**Set exercise 1**
From the bash getopts question below, list every line of the example file file.txt.

3

I have a problem with using getopts and simple bash parameters. My script write out from the file lines that match the specified expression.

-f option allows you to change file

-n option to change the number of lines written out

The first parametr $1 determines the type of expression

Example file (file.txt):

aaaaaaaaaaaa
bbbbbbbbbbba
cccccccccccc
ab
ac
dddddddddddd
dgdgdgdgdgdg
abdbdbdbdbdb

Example order:

./script.sh a -f file.txt -n 2

Example output:

aaaaaaaaaaaa
ab

My script:

while getopts ":n:f:" opt
        do
        case $opt in
        (n)  
                argn=$OPTARG
                ;;
        (f)
                argf=$OPTARG
                ;;
        esac
        done

FOO=${argf:=/etc/passwd}
NR=${argn:=3}


echo " --------- ^$1 -----------"

**Set exercise 2**
Please rescale the rows from the line holding "the bird's claw" through the last of the rows, inclusive, giving them all again with each x and y coordinate in the answers multiplied by 0.8 and rounded to a whole number, halves rounded up.

Data entries
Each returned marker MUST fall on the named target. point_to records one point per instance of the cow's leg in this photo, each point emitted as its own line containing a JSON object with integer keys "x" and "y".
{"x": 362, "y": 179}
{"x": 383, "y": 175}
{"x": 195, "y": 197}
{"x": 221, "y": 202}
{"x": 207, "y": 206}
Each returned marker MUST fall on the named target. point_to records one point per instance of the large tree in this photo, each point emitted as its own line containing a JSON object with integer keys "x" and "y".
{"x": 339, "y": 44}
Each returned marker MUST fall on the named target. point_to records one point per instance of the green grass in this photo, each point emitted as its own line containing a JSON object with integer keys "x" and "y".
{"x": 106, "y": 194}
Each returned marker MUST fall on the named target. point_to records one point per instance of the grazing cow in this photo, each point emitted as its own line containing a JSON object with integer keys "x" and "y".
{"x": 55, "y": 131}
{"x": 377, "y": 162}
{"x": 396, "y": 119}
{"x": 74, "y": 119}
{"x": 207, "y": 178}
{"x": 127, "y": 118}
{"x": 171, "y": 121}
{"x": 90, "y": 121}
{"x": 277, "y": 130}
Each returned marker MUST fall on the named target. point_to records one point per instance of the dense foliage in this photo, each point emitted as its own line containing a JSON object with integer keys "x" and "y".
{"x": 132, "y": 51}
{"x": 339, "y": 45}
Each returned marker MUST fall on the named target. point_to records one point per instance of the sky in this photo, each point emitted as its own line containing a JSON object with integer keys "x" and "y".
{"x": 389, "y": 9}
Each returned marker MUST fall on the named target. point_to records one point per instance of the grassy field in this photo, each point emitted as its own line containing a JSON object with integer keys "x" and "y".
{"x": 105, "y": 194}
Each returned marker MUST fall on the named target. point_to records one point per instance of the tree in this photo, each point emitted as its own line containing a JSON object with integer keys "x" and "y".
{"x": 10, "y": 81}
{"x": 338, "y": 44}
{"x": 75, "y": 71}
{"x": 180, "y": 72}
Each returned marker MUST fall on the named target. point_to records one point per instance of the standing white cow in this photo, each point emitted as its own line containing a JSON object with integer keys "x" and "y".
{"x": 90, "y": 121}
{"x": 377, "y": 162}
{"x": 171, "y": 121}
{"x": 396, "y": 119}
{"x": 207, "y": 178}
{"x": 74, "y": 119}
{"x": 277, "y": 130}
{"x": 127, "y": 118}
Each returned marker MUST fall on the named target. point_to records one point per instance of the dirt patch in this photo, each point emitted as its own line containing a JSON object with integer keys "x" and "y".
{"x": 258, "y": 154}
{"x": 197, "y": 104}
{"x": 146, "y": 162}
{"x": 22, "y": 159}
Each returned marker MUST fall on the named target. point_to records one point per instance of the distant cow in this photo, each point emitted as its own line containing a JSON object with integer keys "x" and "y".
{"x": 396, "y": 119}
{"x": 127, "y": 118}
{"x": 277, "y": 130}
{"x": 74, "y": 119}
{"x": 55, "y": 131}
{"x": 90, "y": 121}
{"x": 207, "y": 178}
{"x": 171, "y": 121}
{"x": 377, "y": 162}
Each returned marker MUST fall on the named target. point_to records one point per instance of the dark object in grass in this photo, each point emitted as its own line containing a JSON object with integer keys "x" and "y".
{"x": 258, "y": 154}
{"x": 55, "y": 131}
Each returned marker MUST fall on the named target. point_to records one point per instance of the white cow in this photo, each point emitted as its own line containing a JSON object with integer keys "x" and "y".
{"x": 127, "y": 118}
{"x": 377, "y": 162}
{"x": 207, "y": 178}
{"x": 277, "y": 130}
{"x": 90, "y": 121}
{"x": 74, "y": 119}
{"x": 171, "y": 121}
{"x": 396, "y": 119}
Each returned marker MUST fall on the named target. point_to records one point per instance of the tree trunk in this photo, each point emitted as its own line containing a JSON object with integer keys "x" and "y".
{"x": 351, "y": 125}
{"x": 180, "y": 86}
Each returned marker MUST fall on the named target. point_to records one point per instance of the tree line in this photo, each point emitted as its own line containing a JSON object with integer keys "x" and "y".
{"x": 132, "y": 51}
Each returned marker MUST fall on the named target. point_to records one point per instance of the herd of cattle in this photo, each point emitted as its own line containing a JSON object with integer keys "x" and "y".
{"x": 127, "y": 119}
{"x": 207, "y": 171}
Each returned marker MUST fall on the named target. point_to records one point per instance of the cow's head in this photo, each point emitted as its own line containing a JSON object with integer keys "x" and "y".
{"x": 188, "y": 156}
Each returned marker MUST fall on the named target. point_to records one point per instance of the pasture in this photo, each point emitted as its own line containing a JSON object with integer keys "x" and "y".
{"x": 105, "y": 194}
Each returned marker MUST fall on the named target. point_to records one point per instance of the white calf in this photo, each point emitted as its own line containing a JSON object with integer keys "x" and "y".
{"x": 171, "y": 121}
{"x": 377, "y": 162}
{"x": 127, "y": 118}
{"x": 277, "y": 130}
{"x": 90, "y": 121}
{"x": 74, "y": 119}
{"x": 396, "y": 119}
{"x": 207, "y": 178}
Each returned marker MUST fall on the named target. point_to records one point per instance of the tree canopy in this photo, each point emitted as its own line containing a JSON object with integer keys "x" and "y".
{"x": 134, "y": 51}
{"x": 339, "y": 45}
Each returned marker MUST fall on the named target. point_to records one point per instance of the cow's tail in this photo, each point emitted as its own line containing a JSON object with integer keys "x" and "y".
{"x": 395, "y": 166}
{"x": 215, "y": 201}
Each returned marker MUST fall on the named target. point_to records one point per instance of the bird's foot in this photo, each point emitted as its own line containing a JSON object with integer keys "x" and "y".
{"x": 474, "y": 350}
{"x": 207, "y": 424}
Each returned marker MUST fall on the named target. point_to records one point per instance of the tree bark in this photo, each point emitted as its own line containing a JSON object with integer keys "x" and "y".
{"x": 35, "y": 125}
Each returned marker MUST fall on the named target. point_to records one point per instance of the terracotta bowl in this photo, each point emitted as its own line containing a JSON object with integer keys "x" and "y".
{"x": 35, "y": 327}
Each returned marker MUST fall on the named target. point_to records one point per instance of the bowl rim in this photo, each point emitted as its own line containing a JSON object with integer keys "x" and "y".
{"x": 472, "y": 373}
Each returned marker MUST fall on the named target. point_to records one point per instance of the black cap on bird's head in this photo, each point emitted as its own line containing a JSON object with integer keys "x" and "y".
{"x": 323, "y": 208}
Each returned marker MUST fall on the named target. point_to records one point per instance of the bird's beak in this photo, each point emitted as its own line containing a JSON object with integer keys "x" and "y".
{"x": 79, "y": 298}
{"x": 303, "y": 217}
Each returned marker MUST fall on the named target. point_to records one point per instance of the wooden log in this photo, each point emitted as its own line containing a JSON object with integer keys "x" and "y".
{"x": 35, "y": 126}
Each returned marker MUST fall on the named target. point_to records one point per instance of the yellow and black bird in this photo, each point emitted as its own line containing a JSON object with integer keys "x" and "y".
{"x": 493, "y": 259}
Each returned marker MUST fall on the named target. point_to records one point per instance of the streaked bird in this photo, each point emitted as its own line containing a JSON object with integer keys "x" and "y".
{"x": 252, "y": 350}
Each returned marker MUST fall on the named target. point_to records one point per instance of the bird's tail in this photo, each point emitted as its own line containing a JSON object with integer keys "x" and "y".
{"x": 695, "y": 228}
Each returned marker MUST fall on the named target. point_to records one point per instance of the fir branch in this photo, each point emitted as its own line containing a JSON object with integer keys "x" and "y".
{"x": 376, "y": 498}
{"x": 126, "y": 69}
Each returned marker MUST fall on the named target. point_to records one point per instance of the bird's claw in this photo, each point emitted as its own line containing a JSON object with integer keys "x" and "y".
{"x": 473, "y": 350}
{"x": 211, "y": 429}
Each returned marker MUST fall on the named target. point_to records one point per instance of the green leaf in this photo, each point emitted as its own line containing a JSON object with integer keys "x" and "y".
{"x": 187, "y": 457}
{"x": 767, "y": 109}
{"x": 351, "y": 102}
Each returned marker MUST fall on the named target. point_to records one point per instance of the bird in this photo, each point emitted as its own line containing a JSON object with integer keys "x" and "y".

**Correct answer 1**
aaaaaaaaaaaa
bbbbbbbbbbba
cccccccccccc
ab
ac
dddddddddddd
dgdgdgdgdgdg
abdbdbdbdbdb

**Correct answer 2**
Each returned marker MUST fall on the named target. point_to records one point per instance of the bird's claw in this photo, each point emitted as its own line containing a JSON object with integer keys "x" and "y".
{"x": 378, "y": 280}
{"x": 169, "y": 343}
Each returned marker MUST fall on the named target. point_to records one point per instance of the green leaf in this photo, each point emitted as its own line containing a JSON object with integer keys "x" and "y".
{"x": 150, "y": 366}
{"x": 614, "y": 87}
{"x": 281, "y": 82}
Each returned marker MUST fall on the named target. point_to records one point per instance of the bird in this photo, each point emitted as its own line containing a JSON object with integer keys "x" and "y".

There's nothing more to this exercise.